====== FRAGMENTO PROPORCIONADO

La entrega del Premio Nobel de la Paz a Rigoberta Menchú fue en reconocimiento de su indesmayable trabajo de justicia social desplegado en favor de las comunidades indígenas de Guatemala, víctimas de la opresión sistemática y de los abusos más bárbaros por parte del ejército del Estado, y que en los años setenta, ochenta y parte de los noventa, envolvió al pueblo centroamericano en un polvorín de violentos enfrentamientos ahogando de sangre y dolor a los sectores más humildes e indefensos.
Las fuentes estadísticas señalan cifras de entre 150, 000 y 300,000 víctimas mortales, y que según los acuerdos de paz celebrados y suscritos en 1996, el 83 por ciento fueron indígenas.
La historia de Rigoberta Menchú está ligada a esa trágica historia de horror, donde gran parte de su propia familia fue víctima: obligada a presenciar cuando el ejército quemaba vivo a su hermano y el infame ultraje de su madre antes de ser asesinada; al poco tiempo, cuando el asalto a la embajada española, su padre caía asesinado defendiendo los derechos de los indígenas.
Al leer su impresionante testimonio, recogido en el libro: Me llamo Rigoberta Menchú y así me nació la conciencia, imposible evitar que a cada paso asalte la ira ante tanta crueldad y abuso sin límites. Nunca la dura sentencia de Hobbes tuvo vigencia más cruel y nefasta: homo homini lupus: el hombre es el lobo del hombre (Leviatán).
El libro de Rigoberta fue publicado en 1983 gracias a la sensibilidad social e iniciativa de Elizabeth Burgos Debray, antropóloga venezolana afincada en Paris, en cuya casa Rigoberta encontró refugio temporal y hubo oportunidad de desahogar su doloroso testimonio. La antropóloga supo aquilatar su enorme valor de denuncia social, y entendió que el mundo debía conocerlo. Y, al contacto con instituciones culturales identificadas con el multiculturalismo, se dio luz a su publicación. Su impacto fue formidable, repercutiendo en las esferas intelectuales, en los ámbitos académicos y en los corrillos universitarios, especialmente norteamericanos y europeos de vanguardia.

============

#### POR HACER:
- 1) ¿Cómo queda el fragmento sobre Rigoberta Menchú entre "La entrega del" y "humildes e indefensos.", ambos incluidos, si sustituyes "indesmayable" por "incansable"?
- 2) ¿Puedes retomar el texto sobre Rigoberta Menchú y prolongarlo a partir de su última oración?

====== ENTRADAS EXTRAÍDAS

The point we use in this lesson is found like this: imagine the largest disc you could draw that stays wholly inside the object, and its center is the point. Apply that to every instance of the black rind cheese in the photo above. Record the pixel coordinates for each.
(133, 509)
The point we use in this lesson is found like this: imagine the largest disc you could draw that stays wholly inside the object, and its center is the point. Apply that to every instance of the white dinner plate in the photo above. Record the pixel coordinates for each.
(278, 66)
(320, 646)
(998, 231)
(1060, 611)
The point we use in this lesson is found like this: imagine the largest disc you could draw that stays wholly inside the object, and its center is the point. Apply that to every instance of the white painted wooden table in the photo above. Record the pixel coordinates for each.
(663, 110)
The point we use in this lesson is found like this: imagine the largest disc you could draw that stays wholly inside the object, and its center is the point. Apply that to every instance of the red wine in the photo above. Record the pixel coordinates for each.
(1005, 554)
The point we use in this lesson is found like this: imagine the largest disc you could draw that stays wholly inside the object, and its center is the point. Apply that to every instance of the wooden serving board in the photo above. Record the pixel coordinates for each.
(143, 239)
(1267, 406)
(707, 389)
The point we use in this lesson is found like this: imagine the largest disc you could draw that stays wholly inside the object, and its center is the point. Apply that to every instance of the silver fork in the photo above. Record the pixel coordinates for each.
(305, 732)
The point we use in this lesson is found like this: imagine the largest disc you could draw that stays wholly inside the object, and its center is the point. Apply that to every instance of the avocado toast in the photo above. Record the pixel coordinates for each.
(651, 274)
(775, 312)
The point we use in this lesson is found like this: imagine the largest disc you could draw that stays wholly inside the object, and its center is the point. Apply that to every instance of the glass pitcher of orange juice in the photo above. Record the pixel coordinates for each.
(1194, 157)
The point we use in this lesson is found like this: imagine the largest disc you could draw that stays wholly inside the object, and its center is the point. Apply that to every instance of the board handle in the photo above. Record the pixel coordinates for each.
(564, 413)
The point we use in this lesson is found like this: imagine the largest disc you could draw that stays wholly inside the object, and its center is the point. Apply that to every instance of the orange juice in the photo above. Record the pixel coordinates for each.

============

#### RESPUESTAS ESCRITAS:
- 1)
La entrega del Premio Nobel de la Paz a Rigoberta Menchú fue en reconocimiento de su incansable trabajo de justicia social desplegado en favor de las comunidades indígenas de Guatemala, víctimas de la opresión sistemática y de los abusos más bárbaros por parte del ejército del Estado, y que en los años setenta, ochenta y parte de los noventa, envolvió al pueblo centroamericano en un polvorín de violentos enfrentamientos ahogando de sangre y dolor a los sectores más humildes e indefensos.

- 2)
Como he podido informarme directamente en conversaciones con profesionales y educadores de este país, Me llamo Rigoberta fue considerado manual obligado en diversas materias sociales y de humanidades en numerosos High School y College de Estados Unidos.
Los universitarios de Stanford levantaron el libro de Rigoberta como bandera de cambio: resultaba intrascendente seguir desempolvando culturas enterradas por los siglos y estudiando a hombres blancos y muertos cuando fuera había un mundo real y vivo por conocer, hombres y mujeres de color con un testimonio vibrante de una verdad auténtica.
El multiculturalismo llegó a desplazar al canon occidental en los estamentos académicos y universitarios norteamericanos.
Yo me llamo Rigoberta llegó a ser publicado en casi todos los idomas. La prensa, fascinada por el franco y crudo testimonio de la obra, ayudó a darle un eco de resonancia internacional.
La Academia del Premio Nobel se interesó en el testimonio de Rigoberta, y tras una ronda de entrevistas personales y las necesarias investigaciones de parte de los miembros comisionados, estimó que la humilde mujer, pequeña, regordeta, una india quiché de 33 años, orgullosa heredera de la estirpe de los Mayas, se hizo gigante ante la desgracia, participó activa y dinámicamente sin tregua por espacio de diez años, abogando por los sectores indígenas de Guatemala en las horas más cruentas del abuso, sin amilanarse, a despecho de su propia tragedia familiar, exponiendo su vida cada hora, viviendo a salto de mata . Una hija de la tragedia. Una heroína real de carne y hueso.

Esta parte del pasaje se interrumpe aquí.